INSTRUCTIONS TO FOLLOW >> Express the rows below as a Markdown table with the columns Index and Content, giving each line its number and its text, skipping blank lines and leaving the pictures out of the answer.

DATA SHOWN >>
--- BEGIN ---

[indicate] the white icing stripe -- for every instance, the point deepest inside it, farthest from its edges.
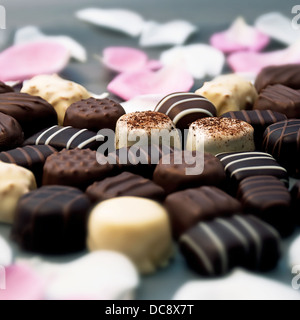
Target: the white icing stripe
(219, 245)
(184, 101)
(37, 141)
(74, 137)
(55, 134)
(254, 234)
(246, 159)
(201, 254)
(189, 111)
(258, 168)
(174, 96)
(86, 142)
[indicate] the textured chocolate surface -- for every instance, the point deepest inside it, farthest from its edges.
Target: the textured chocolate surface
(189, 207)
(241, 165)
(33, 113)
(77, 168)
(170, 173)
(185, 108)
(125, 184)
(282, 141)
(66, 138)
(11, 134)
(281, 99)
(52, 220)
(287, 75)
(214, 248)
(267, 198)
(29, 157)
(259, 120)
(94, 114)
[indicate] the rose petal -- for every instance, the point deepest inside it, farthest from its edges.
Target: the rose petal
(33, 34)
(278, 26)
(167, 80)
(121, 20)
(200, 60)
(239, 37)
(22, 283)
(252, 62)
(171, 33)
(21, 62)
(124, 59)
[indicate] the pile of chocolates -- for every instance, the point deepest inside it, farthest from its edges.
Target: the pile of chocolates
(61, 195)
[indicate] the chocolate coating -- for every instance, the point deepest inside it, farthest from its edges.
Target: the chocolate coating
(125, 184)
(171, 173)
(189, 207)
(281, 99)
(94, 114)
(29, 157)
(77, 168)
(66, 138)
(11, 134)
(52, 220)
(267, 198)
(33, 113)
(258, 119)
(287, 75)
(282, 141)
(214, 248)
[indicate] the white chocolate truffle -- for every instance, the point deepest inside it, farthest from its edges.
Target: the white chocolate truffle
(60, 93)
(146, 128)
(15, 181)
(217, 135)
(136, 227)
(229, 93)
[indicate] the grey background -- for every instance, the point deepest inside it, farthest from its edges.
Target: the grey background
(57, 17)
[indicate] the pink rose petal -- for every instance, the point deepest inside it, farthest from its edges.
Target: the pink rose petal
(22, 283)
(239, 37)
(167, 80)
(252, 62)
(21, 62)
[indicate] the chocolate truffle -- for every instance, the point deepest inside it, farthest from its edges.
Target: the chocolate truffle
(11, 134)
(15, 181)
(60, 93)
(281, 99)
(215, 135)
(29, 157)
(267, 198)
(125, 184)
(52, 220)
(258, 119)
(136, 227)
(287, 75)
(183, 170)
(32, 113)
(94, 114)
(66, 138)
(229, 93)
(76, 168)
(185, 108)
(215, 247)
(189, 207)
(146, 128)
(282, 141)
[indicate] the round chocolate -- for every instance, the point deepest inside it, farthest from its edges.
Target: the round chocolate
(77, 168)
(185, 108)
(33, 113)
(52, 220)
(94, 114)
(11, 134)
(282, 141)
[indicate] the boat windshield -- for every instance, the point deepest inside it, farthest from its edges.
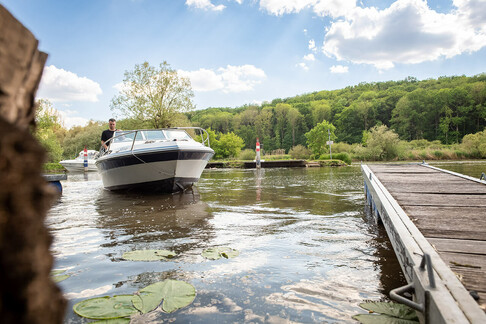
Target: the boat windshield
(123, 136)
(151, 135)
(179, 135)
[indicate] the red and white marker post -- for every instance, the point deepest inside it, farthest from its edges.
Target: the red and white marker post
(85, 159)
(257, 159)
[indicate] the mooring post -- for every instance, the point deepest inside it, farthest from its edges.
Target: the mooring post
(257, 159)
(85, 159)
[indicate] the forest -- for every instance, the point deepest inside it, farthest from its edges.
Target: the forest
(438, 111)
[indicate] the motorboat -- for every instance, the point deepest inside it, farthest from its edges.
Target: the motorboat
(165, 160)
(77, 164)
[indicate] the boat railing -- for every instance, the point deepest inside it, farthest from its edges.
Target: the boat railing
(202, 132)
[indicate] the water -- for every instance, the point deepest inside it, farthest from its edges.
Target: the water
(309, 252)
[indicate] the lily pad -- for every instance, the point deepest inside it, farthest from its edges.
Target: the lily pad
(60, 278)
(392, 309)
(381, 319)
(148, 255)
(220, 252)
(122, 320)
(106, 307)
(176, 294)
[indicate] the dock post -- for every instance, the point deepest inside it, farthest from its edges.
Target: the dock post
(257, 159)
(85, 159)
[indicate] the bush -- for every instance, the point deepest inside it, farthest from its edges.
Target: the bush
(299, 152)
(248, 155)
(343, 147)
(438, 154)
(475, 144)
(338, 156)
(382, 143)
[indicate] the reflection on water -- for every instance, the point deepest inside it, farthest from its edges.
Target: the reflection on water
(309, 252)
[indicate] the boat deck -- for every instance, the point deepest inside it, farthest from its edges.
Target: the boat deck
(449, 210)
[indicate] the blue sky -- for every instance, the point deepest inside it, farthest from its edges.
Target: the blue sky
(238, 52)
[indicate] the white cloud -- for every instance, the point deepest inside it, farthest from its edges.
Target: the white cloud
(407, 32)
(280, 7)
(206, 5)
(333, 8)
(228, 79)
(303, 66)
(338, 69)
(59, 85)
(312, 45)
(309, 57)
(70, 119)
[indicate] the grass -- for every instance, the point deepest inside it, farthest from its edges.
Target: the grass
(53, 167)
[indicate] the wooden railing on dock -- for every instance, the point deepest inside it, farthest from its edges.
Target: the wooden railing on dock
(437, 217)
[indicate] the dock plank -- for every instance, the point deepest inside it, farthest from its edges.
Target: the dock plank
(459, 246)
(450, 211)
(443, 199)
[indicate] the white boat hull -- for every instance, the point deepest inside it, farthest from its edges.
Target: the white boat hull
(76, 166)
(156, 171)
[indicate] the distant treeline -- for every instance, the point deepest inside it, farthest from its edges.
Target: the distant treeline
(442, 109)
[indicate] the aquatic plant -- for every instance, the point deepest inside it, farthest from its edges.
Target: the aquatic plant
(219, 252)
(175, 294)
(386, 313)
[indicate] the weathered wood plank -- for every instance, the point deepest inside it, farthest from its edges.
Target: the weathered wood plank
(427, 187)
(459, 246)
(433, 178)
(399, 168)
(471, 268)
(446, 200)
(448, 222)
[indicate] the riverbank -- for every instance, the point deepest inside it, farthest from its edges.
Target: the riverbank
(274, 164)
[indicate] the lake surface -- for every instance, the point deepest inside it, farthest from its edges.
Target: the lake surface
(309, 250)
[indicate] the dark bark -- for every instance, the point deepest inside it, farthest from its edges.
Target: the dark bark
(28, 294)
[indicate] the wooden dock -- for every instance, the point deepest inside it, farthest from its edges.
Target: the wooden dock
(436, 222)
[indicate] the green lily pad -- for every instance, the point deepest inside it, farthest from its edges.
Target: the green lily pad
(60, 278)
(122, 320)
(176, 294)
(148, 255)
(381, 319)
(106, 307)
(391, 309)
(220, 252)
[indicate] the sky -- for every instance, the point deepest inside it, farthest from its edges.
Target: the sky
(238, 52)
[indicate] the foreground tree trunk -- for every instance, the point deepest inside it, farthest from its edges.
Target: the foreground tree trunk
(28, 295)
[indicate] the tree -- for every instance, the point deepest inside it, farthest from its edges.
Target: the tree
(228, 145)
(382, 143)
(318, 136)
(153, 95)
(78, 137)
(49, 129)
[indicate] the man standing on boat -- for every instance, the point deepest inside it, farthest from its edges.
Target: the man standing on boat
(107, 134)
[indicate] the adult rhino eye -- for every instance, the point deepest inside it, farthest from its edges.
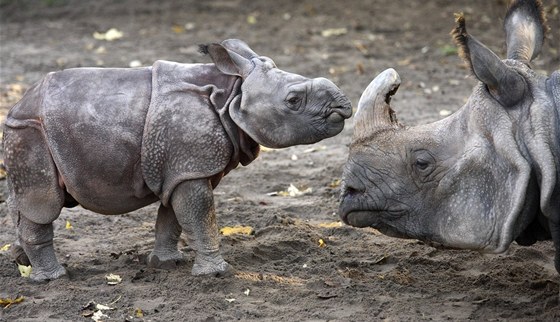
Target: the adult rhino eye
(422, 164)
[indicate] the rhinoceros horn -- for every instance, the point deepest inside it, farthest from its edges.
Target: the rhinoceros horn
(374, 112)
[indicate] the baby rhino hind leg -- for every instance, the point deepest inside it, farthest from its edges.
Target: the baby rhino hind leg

--- END ---

SOLUTION TO THE PROBLEM >>
| Index | Content |
|---|---|
| 1 | [indicate] the white icing stripe -- for every instance, the point deepest inside it, farthest from its edges. |
| 2 | Target: the white icing stripe |
| 3 | (219, 245) |
| 4 | (184, 101) |
| 5 | (37, 141) |
| 6 | (74, 137) |
| 7 | (55, 134) |
| 8 | (254, 234) |
| 9 | (246, 159) |
| 10 | (201, 254) |
| 11 | (189, 111) |
| 12 | (258, 168) |
| 13 | (174, 96) |
| 14 | (86, 142) |
| 15 | [indicate] the textured chocolate surface -- for every instance, the point deepest inside it, farthest from its edges. |
| 16 | Target: the textured chocolate surface |
| 17 | (189, 207) |
| 18 | (241, 165) |
| 19 | (33, 113) |
| 20 | (77, 168) |
| 21 | (170, 173) |
| 22 | (185, 108) |
| 23 | (125, 184) |
| 24 | (282, 141) |
| 25 | (66, 138) |
| 26 | (11, 134) |
| 27 | (281, 99) |
| 28 | (52, 220) |
| 29 | (287, 75) |
| 30 | (214, 248) |
| 31 | (267, 198) |
| 32 | (29, 157) |
| 33 | (259, 120) |
| 34 | (94, 114) |
| 35 | [indicate] the rose petal -- for every instance, the point deepest inside it, farthest from its edges. |
| 36 | Target: the rose petal |
| 37 | (33, 34) |
| 38 | (278, 26) |
| 39 | (167, 80) |
| 40 | (121, 20) |
| 41 | (200, 60) |
| 42 | (239, 37) |
| 43 | (22, 283) |
| 44 | (252, 62) |
| 45 | (171, 33) |
| 46 | (21, 62) |
| 47 | (124, 59) |
| 48 | [indicate] the pile of chocolates -- for every instance, the point deepest inside it, farthest from its edges. |
| 49 | Target: the pile of chocolates |
| 50 | (61, 195) |
| 51 | [indicate] the chocolate coating -- for every instance, the point deepest inside it, farthest from its edges. |
| 52 | Target: the chocolate coating |
| 53 | (125, 184) |
| 54 | (171, 173) |
| 55 | (189, 207) |
| 56 | (281, 99) |
| 57 | (94, 114) |
| 58 | (29, 157) |
| 59 | (77, 168) |
| 60 | (66, 138) |
| 61 | (11, 134) |
| 62 | (52, 220) |
| 63 | (267, 198) |
| 64 | (33, 113) |
| 65 | (258, 119) |
| 66 | (287, 75) |
| 67 | (282, 141) |
| 68 | (214, 248) |
| 69 | [indicate] the white chocolate truffle -- for every instance, the point deepest inside it, farthest from its edges. |
| 70 | Target: the white chocolate truffle |
| 71 | (60, 93) |
| 72 | (146, 128) |
| 73 | (15, 181) |
| 74 | (217, 135) |
| 75 | (136, 227) |
| 76 | (229, 93) |
| 77 | [indicate] the grey background -- for every instance, the point deepest inside it, farthest from its edges. |
| 78 | Target: the grey background |
| 79 | (57, 17) |
| 80 | [indicate] the pink rose petal -- for every instance, the point deepest inside it, farthest from its edges. |
| 81 | Target: the pink rose petal |
| 82 | (22, 283) |
| 83 | (239, 37) |
| 84 | (167, 80) |
| 85 | (252, 62) |
| 86 | (21, 62) |
| 87 | [indicate] the chocolate truffle -- for every instance, the point deepest inside it, farthest from its edges. |
| 88 | Target: the chocolate truffle |
| 89 | (11, 134) |
| 90 | (15, 181) |
| 91 | (60, 93) |
| 92 | (281, 99) |
| 93 | (215, 135) |
| 94 | (29, 157) |
| 95 | (267, 198) |
| 96 | (125, 184) |
| 97 | (52, 220) |
| 98 | (258, 119) |
| 99 | (136, 227) |
| 100 | (287, 75) |
| 101 | (183, 170) |
| 102 | (32, 113) |
| 103 | (94, 114) |
| 104 | (66, 138) |
| 105 | (229, 93) |
| 106 | (76, 168) |
| 107 | (185, 108) |
| 108 | (215, 247) |
| 109 | (189, 207) |
| 110 | (146, 128) |
| 111 | (282, 141) |
| 112 | [indicate] the round chocolate -- for every instance, the point deepest inside it, farthest from its edges. |
| 113 | Target: the round chocolate |
| 114 | (77, 168) |
| 115 | (185, 108) |
| 116 | (33, 113) |
| 117 | (52, 220) |
| 118 | (94, 114) |
| 119 | (11, 134) |
| 120 | (282, 141) |
| 121 | [indicate] the boat windshield -- for every instance, the point deepest inside it, farthest from its edges. |
| 122 | Target: the boat windshield |
| 123 | (123, 136) |
| 124 | (151, 135) |
| 125 | (179, 135) |
| 126 | [indicate] the red and white marker post -- for every instance, the point deepest inside it, farthest from its edges. |
| 127 | Target: the red and white marker post |
| 128 | (85, 159) |
| 129 | (257, 159) |
| 130 | [indicate] the mooring post -- for every instance, the point deepest inside it, farthest from its edges. |
| 131 | Target: the mooring post |
| 132 | (257, 159) |
| 133 | (85, 159) |
| 134 | [indicate] the forest -- for every instance, the point deepest inside it, farthest from its edges. |
| 135 | Target: the forest |
| 136 | (438, 111) |
| 137 | [indicate] the motorboat -- for every instance, the point deepest inside it, farthest from its edges. |
| 138 | Target: the motorboat |
| 139 | (165, 160) |
| 140 | (77, 164) |
| 141 | [indicate] the boat railing -- for every instance, the point deepest inside it, farthest from its edges. |
| 142 | Target: the boat railing |
| 143 | (202, 132) |
| 144 | [indicate] the water -- for every instance, the point deepest inside it, farthest from its edges. |
| 145 | Target: the water |
| 146 | (309, 252) |
| 147 | [indicate] the lily pad -- for every instance, the point deepest inside it, farthest from its edges. |
| 148 | Target: the lily pad |
| 149 | (60, 278) |
| 150 | (392, 309) |
| 151 | (381, 319) |
| 152 | (148, 255) |
| 153 | (220, 252) |
| 154 | (122, 320) |
| 155 | (106, 307) |
| 156 | (176, 294) |
| 157 | [indicate] the dock post -- for every instance, the point deepest inside it, farthest from its edges. |
| 158 | Target: the dock post |
| 159 | (257, 159) |
| 160 | (85, 159) |
| 161 | [indicate] the bush -- for every instance, the point deepest inside it, farthest from its edges. |
| 162 | Target: the bush |
| 163 | (299, 152) |
| 164 | (248, 155) |
| 165 | (343, 147) |
| 166 | (438, 154) |
| 167 | (475, 144) |
| 168 | (338, 156) |
| 169 | (382, 143) |
| 170 | [indicate] the reflection on water -- for every instance, the point deepest inside it, farthest from its edges. |
| 171 | Target: the reflection on water |
| 172 | (309, 252) |
| 173 | [indicate] the boat deck -- for every instance, the point deepest inside it, farthest from its edges. |
| 174 | Target: the boat deck |
| 175 | (449, 210) |
| 176 | [indicate] the blue sky -- for every instance, the point deepest inside it, farthest from its edges. |
| 177 | Target: the blue sky |
| 178 | (238, 52) |
| 179 | [indicate] the white cloud -- for every instance, the point deepest inside it, farthest from its edges. |
| 180 | Target: the white cloud |
| 181 | (407, 32) |
| 182 | (280, 7) |
| 183 | (206, 5) |
| 184 | (333, 8) |
| 185 | (228, 79) |
| 186 | (303, 66) |
| 187 | (338, 69) |
| 188 | (59, 85) |
| 189 | (312, 45) |
| 190 | (309, 57) |
| 191 | (70, 119) |
| 192 | [indicate] the grass -- for every instance, the point deepest inside it, farthest from its edges. |
| 193 | Target: the grass |
| 194 | (53, 167) |
| 195 | [indicate] the wooden railing on dock -- for every instance, the point deepest inside it, farthest from its edges. |
| 196 | Target: the wooden railing on dock |
| 197 | (437, 217) |
| 198 | [indicate] the dock plank -- for every instance, the point deepest inside it, farthest from its edges. |
| 199 | Target: the dock plank |
| 200 | (459, 246) |
| 201 | (450, 211) |
| 202 | (443, 199) |
| 203 | [indicate] the white boat hull -- for every instance, the point deepest inside it, farthest from its edges. |
| 204 | Target: the white boat hull |
| 205 | (76, 166) |
| 206 | (156, 171) |
| 207 | [indicate] the distant treeline -- for every instance, the point deepest inside it, farthest from its edges. |
| 208 | Target: the distant treeline |
| 209 | (442, 109) |
| 210 | [indicate] the aquatic plant -- for every instance, the point deepest inside it, farthest from its edges. |
| 211 | Target: the aquatic plant |
| 212 | (219, 252) |
| 213 | (175, 294) |
| 214 | (386, 313) |
| 215 | [indicate] the weathered wood plank -- for every instance, the point deepest inside it, farthest from its edges. |
| 216 | Target: the weathered wood plank |
| 217 | (427, 187) |
| 218 | (459, 246) |
| 219 | (433, 178) |
| 220 | (399, 168) |
| 221 | (471, 268) |
| 222 | (446, 200) |
| 223 | (448, 222) |
| 224 | [indicate] the riverbank -- for every instance, the point deepest inside it, farthest from its edges. |
| 225 | Target: the riverbank |
| 226 | (274, 164) |
| 227 | [indicate] the lake surface -- for every instance, the point deepest inside it, farthest from its edges. |
| 228 | Target: the lake surface |
| 229 | (309, 250) |
| 230 | [indicate] the dark bark -- for every instance, the point deepest inside it, farthest from its edges. |
| 231 | Target: the dark bark |
| 232 | (28, 294) |
| 233 | [indicate] the wooden dock -- for every instance, the point deepest inside it, farthest from its edges. |
| 234 | Target: the wooden dock |
| 235 | (436, 222) |
| 236 | [indicate] the green lily pad -- for every instance, the point deepest inside it, farthest from its edges. |
| 237 | Target: the green lily pad |
| 238 | (60, 278) |
| 239 | (122, 320) |
| 240 | (176, 294) |
| 241 | (148, 255) |
| 242 | (381, 319) |
| 243 | (106, 307) |
| 244 | (391, 309) |
| 245 | (220, 252) |
| 246 | [indicate] the sky -- for every instance, the point deepest inside it, farthest from its edges. |
| 247 | Target: the sky |
| 248 | (238, 52) |
| 249 | [indicate] the foreground tree trunk -- for every instance, the point deepest inside it, farthest from its edges. |
| 250 | Target: the foreground tree trunk |
| 251 | (28, 295) |
| 252 | [indicate] the tree -- for every instance, the point deepest inside it, farthest from its edges. |
| 253 | Target: the tree |
| 254 | (228, 145) |
| 255 | (382, 143) |
| 256 | (318, 136) |
| 257 | (153, 95) |
| 258 | (78, 137) |
| 259 | (49, 129) |
| 260 | [indicate] the man standing on boat -- for every instance, the point deepest inside it, farthest from its edges. |
| 261 | Target: the man standing on boat |
| 262 | (107, 134) |
| 263 | [indicate] the adult rhino eye -- for every instance, the point deepest inside it, farthest from its edges. |
| 264 | Target: the adult rhino eye |
| 265 | (422, 164) |
| 266 | [indicate] the rhinoceros horn -- for every instance, the point deepest inside it, farthest from its edges. |
| 267 | Target: the rhinoceros horn |
| 268 | (374, 112) |
| 269 | [indicate] the baby rhino hind leg -- for every instance, the point deepest inside it, farthest from its edges. |
| 270 | Target: the baby rhino hind leg |